BEGIN Exercise material

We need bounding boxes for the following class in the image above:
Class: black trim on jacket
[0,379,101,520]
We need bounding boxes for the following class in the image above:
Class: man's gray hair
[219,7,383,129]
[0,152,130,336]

END Exercise material

Rewrite all the entries, substituting "box coordinates" for every occurrence of "bounding boxes" and leaving everything else unchanged.

We need box coordinates for the following class in the image above:
Class: black trim on jacket
[0,379,101,520]
We need box coordinates for the following class in the image above:
Class: man's gray hair
[219,7,383,129]
[0,152,130,336]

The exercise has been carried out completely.